▸ Given passage
§ §

Bottom of the World - 164/365

Neal Romanek writes for and about The Pictures - movies, tv, comics, games, web content, and even cave paintings.

Styracosaurus Flair

Brussels, Comics Capital of Europe

A couple months ago, I took my first trip to Brussels. I went there to ride in a helicopter and to write a piece on Wim Robberechts & Co., one of the preeminent aerial cinematography outfits this side of the Azores.

I’d never been to Brussels before. It struck me as a sensible, serious city. The home of NATO and the European Union and quality chocolate. The city’s slogan ought to be: “Brussels: We do things properly.”

But did you know – and if you’re an American, you probably didn’t know – Brussels is one of the world’s great capitals for illustration and comics?
Actually, if you’re an American, you probably didn’t know that NATO and the EU are headquartered in Brussels either, did you? In fact, you probably don’t even know what NATO is. And you’re understanding of the EU is that there are French people somehow involved and it’s where they have Euros. You know, it’s true. Of course you do. You wouldn’t be so mad at me if you didn’t think it was true.
What was I on about?
Right. Brussels – one of the world’s great centers of illustration and comic art. The other centers would be, I suppose, Tokyo and New York. Los Angeles too, possibly, but I think there are actually fewer comic stores per capita in L.A. than people suppose.

Dalai Lama w/Tin Tin

Brussels not only has murals of Tin Tin on the side of every building – or so it seemed to me – but in some areas there are comic stores on every block. They carry the usual American fare – high concept stories about physically powerful beings and character stories about physically powerless beings. And Asian comics too. But the third part of the inventory – the one rarely seen, or heard of, in most North American stores – is the Franco-Belgian comics, traditionally dubbed bande dessinée (“drawn strip”). In general, these comics feature high-quality illustration and more … subtle? … meaty? … rich? … stories. 
As I browsed the comic shops of Brussels I found myself again and again picking up comics that could very well be adaptations of high-end movies – usually of the kind I write myself. Medieval adventures. Strange and hallucinatory stories of suspense. Sexy science fiction dramas emphasizing emotion over explosions.

§ §

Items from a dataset

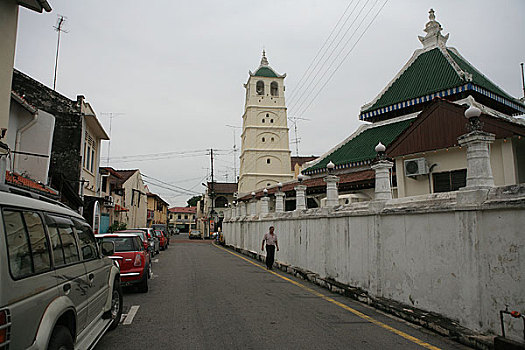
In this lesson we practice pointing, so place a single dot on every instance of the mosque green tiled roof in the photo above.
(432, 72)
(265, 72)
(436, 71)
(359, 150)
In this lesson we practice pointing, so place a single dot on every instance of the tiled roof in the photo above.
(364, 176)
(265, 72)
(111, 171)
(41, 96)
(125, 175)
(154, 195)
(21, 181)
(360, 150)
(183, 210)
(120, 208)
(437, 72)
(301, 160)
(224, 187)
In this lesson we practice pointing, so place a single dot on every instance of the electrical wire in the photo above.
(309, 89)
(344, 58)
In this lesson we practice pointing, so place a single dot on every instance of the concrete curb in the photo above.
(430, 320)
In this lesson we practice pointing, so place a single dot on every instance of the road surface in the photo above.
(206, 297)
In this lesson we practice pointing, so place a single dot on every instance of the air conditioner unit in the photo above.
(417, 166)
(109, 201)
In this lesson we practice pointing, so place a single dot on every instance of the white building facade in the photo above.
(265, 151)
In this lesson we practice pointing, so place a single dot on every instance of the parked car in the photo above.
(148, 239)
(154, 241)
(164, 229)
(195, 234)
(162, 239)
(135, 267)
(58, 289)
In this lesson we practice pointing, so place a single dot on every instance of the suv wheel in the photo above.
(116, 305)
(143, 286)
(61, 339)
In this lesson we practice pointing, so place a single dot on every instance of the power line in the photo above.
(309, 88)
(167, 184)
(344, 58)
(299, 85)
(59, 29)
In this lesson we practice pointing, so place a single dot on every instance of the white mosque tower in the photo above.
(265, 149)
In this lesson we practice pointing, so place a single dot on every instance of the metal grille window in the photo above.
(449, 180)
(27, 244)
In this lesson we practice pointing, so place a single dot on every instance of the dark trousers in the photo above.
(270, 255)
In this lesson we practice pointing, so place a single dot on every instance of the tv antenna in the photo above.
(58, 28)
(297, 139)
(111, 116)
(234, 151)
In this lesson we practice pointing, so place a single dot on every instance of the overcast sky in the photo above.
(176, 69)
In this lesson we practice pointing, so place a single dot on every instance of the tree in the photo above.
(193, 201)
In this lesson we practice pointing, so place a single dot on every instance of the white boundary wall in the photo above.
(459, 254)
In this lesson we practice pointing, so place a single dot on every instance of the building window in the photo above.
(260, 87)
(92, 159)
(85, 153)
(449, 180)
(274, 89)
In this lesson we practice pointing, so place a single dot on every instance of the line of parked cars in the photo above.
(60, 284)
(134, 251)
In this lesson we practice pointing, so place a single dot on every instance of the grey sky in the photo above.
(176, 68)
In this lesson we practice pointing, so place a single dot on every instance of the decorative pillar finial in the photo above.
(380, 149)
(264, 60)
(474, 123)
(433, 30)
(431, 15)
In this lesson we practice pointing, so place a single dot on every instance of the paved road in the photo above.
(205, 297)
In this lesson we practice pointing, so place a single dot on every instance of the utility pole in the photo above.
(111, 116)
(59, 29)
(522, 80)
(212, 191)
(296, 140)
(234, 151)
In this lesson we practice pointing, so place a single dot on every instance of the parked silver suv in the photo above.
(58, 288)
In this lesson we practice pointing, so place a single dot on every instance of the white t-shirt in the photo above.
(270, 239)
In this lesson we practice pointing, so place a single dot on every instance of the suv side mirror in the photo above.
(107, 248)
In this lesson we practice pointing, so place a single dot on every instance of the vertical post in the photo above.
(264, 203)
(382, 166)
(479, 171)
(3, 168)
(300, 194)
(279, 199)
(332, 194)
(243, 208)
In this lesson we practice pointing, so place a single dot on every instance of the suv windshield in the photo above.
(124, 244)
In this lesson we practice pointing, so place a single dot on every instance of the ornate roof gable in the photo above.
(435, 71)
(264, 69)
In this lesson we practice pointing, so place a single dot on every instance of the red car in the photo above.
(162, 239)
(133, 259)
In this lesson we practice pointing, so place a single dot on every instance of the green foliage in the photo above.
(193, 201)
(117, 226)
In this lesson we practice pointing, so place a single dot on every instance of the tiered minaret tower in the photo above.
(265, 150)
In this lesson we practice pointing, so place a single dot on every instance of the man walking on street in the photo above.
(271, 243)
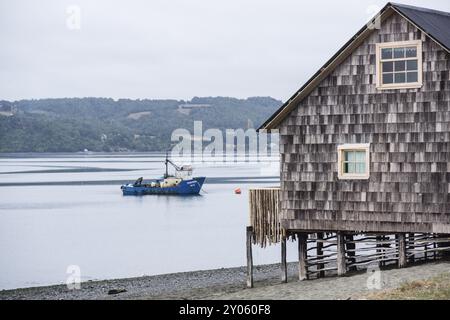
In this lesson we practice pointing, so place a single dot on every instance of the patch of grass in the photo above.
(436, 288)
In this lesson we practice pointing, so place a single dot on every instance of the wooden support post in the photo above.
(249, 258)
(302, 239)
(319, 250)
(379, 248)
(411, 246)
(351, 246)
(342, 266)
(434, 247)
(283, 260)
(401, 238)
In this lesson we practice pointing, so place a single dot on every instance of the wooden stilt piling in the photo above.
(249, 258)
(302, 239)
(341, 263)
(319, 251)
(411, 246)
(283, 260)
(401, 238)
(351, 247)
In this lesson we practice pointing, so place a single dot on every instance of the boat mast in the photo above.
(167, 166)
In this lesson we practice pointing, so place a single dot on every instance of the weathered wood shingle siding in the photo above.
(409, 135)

§ §

▸ Exercise tasks
a) In the passage about Brussels, what traditional name is given to Franco-Belgian comics?
b) Recast the listing as a numbered list with blank lines omitted, starting at the line that contains "siding in the photo above." and stopping at the end of the listing.

▸ Answers by task
a) They are traditionally called bande dessinée, meaning "drawn strip."

b)
1. In this lesson we practice pointing, so place a single dot on every instance of the weathered wood shingle siding in the photo above.
2. (409, 135)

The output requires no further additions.